_WHAT THIS EXERCISE ASKS_
a) In the post about PySpark transforms and mocking, repeat the stretch from "print('with transform_data2')" through "Here's the output." word for word.
b) In the post about PySpark transforms and mocking, which module is get_random_bool imported from in etl_job.py?
c) In the post about PySpark transforms and mocking, list every transform function whose output column holds the mocked value notabool.

_TEXT PROVIDED_
::::

Reputation: 1079
Some of these transform functions respect the mock and others don't and I don't know why.
Here's a file called etl_job.py
. It contains various transform functions that use rdd.map
to add a column to a DataFrame
using the get_random_bool
function imported from dependencies.utils
.
# etl_job.py
from dependencies.utils import get_random_bool
def transform_data1(df):
return df.rdd.map(lambda row: row+(get_random_bool(),)).toDF()
def transform_data2(df):
g = lambda row: row+(get_random_bool(),)
return df.rdd.map(lambda row: g(row)).toDF()
def transform_data3(df):
g = lambda row: row+(get_random_bool(),)
h = lambda row: g(row)
return df.rdd.map(lambda row: h(row)).toDF()
def transform_data4(df):
return df.rdd.map(lambda row: f(row)).toDF()
def transform_data5(df):
g = lambda row: f(row)
return df.rdd.map(lambda row: g(row)).toDF()
def f(row):
return row+(get_random_bool(),)
This test file tries to patch the get_random_bool
function that is imported in jobs.etl_job.py
.
from pyspark.sql import SparkSession
from unittest.mock import patch
from jobs.etl_job import transform_data1, transform_data2, transform_data3, transform_data4, transform_data5
# Create SparkSession
spark = SparkSession.builder \
.master('local[1]') \
.appName('Time Tests') \
.getOrCreate()
spark.sparkContext.setLogLevel("WARN")
df = spark.createDataFrame([["1"],["2"]])
print('original dataframe')
df.show()
with patch('jobs.etl_job.get_random_bool') as f:
f.return_value = 'notabool'
df_t = transform_data1(df)
print('with transform_data1')
df_t.show()
df_t = transform_data2(df)
print('with transform_data2')
df_t.show()
df_t = transform_data3(df)
print('with transform_data3')
df_t.show()
df_t = transform_data4(df)
print('with transform_data4')
df_t.show()
df_t = transform_data5(df)
print('with transform_data5')
df_t.show()
Here's the output.
original dataframe
+---+
| _1|
+---+
| 1|
| 2|
+---+
with transform_data1
+---+--------+
| _1| _2|
+---+--------+
| 1|notabool|
| 2|notabool|
+---+--------+
with transform_data2
+---+--------+
| _1| _2|
+---+--------+
| 1|notabool|
| 2|notabool|
+---+--------+
with transform_data3
+---+--------+
| _1| _2|
+---+--------+
| 1|notabool|
| 2|notabool|
+---+--------+
with transform_data4
+---+----+
| _1| _2|
+---+----+
| 1|true|
| 2|true|
+---+----+
with transform_data5
+---+-----+
| _1| _2|
+---+-----+
| 1|false|
| 2|false|
+---+-----+
The first three transforms work fine--adding the mocked column where all values are notabool
--but the fourth and fifth don't--they add a column of booleans instead of the mocked value. If the mocked function is called within the transform function, or if the mocked function is called by an inner function of the transform function, then it works; but if the transform function calls a function outside which calls the mocked function, then the actual non-mocked function is used.

::::

_INFORMATION SHOWN_
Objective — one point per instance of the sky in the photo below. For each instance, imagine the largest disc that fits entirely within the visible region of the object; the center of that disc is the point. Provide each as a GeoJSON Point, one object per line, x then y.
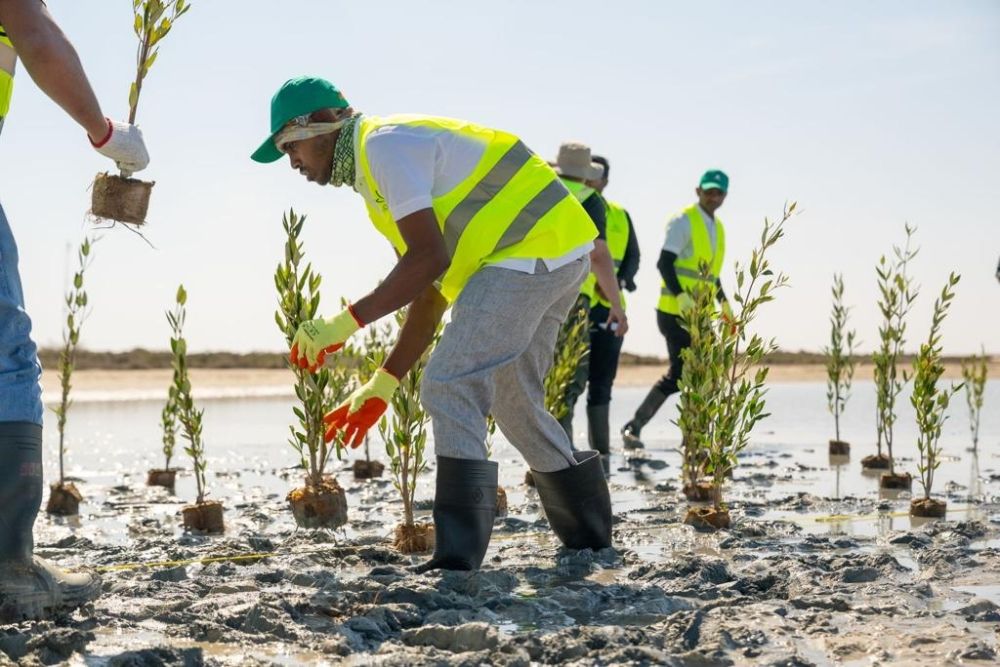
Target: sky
{"type": "Point", "coordinates": [868, 115]}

::::

_REPLIES_
a)
print('with transform_data2')
df_t.show()
df_t = transform_data3(df)
print('with transform_data3')
df_t.show()
df_t = transform_data4(df)
print('with transform_data4')
df_t.show()
df_t = transform_data5(df)
print('with transform_data5')
df_t.show()
Here's the output.

b) dependencies.utils

c) transform_data1, transform_data2, transform_data3